WHAT IS REQUIRED: Rename "Marked points" to "Chosen points" in the lines from the one containing "Tag every instance of the woman in" through the end of the records, inclusive. Give those lines again, leaving everything else unchanged.

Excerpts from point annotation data
━━━

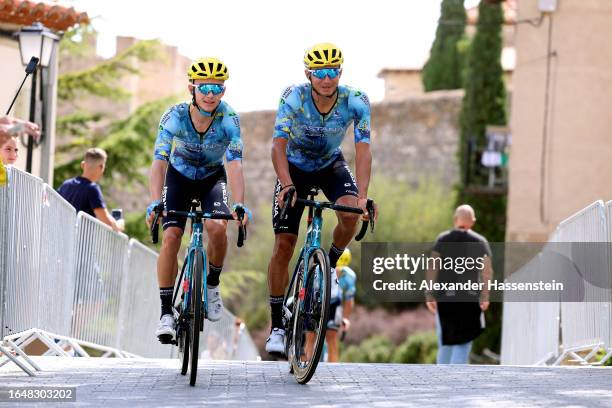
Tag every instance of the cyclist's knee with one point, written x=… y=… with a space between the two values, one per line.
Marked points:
x=172 y=238
x=348 y=218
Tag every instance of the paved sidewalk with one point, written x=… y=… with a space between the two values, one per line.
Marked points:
x=158 y=383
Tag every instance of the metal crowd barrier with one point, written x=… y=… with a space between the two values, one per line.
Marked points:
x=100 y=258
x=585 y=325
x=539 y=319
x=539 y=332
x=73 y=277
x=139 y=310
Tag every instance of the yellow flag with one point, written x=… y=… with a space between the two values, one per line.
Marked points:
x=2 y=175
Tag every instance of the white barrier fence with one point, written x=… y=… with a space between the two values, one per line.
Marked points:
x=551 y=332
x=73 y=276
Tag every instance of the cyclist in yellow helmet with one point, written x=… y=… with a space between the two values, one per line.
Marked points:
x=311 y=123
x=193 y=140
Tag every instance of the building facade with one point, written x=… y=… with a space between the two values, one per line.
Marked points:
x=561 y=123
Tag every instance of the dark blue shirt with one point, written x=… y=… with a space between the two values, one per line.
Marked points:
x=83 y=194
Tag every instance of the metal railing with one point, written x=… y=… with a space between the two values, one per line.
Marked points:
x=72 y=276
x=539 y=319
x=551 y=332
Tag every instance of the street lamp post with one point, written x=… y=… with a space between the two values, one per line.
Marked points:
x=35 y=41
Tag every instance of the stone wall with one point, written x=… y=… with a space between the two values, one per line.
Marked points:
x=411 y=139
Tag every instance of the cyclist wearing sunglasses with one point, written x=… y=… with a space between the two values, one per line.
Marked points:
x=311 y=122
x=188 y=164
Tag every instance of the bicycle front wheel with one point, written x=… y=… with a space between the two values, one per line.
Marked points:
x=196 y=315
x=311 y=316
x=183 y=334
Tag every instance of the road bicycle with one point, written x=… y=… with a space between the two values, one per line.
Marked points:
x=191 y=308
x=306 y=303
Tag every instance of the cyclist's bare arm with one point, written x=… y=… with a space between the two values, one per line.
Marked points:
x=281 y=165
x=363 y=170
x=235 y=178
x=347 y=308
x=157 y=176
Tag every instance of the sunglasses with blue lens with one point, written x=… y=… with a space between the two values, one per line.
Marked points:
x=321 y=73
x=205 y=89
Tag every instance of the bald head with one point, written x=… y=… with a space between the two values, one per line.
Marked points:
x=464 y=217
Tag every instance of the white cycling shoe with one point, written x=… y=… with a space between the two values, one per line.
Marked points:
x=215 y=303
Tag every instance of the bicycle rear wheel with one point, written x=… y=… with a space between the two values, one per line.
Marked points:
x=196 y=316
x=311 y=313
x=289 y=310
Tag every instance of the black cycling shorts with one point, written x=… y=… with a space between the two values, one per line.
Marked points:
x=179 y=191
x=335 y=180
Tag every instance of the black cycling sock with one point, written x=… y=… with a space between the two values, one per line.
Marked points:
x=276 y=307
x=213 y=275
x=165 y=295
x=334 y=255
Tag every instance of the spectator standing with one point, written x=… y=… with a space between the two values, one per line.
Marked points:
x=459 y=316
x=85 y=194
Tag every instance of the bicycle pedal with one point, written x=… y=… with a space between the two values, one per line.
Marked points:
x=166 y=339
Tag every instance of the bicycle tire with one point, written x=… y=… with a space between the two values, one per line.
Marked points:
x=304 y=370
x=292 y=295
x=196 y=316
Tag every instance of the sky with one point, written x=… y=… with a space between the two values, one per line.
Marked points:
x=263 y=41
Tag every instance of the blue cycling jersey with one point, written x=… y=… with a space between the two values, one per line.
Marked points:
x=198 y=155
x=314 y=139
x=347 y=281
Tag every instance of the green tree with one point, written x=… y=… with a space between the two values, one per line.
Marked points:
x=444 y=67
x=128 y=141
x=484 y=104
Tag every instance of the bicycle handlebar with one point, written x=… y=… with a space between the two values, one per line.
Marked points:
x=242 y=233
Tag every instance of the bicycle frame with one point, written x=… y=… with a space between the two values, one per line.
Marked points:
x=312 y=241
x=195 y=244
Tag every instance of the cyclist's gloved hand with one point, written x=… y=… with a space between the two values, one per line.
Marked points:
x=150 y=210
x=249 y=215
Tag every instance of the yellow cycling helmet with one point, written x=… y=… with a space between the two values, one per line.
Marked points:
x=208 y=68
x=344 y=259
x=322 y=54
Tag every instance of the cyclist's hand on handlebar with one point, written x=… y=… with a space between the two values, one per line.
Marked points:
x=151 y=212
x=283 y=193
x=362 y=203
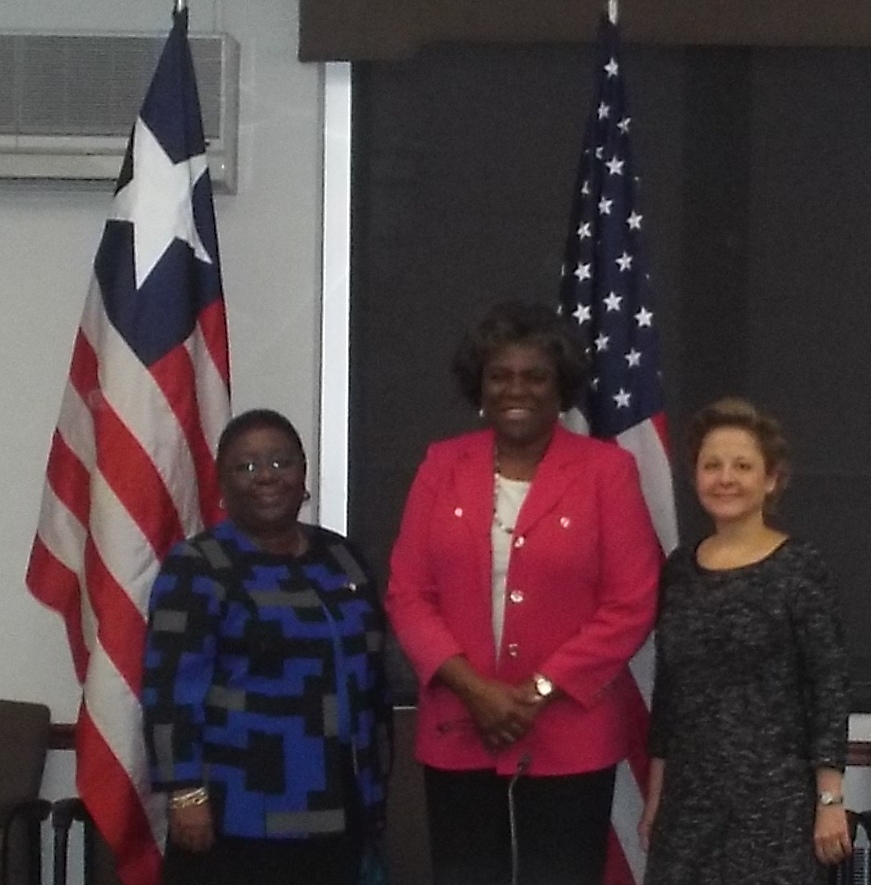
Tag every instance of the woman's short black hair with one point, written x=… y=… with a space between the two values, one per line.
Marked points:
x=255 y=419
x=529 y=323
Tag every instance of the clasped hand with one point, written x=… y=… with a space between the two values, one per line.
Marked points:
x=503 y=713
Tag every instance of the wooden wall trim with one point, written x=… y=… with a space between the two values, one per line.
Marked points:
x=359 y=30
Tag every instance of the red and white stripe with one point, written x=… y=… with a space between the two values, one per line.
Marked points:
x=130 y=472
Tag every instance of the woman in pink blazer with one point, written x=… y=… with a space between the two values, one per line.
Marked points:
x=522 y=582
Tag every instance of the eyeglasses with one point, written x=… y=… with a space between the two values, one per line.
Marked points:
x=272 y=465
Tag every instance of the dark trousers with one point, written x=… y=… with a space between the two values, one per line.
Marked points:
x=333 y=860
x=561 y=827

━━━

ANSWER TO THE EXERCISE:
Tag every instance of the woman in pink blazer with one point, written x=… y=… with a space between the two values, one per line.
Chosen points:
x=522 y=582
Tag every instance of the eyeglasses with one point, written x=… y=… with a space between the two values, one per line.
Chosen points:
x=272 y=465
Tag every instance of the dark trousers with one point, written x=… y=… with a space between the two values, one per line.
Chosen points:
x=333 y=860
x=561 y=827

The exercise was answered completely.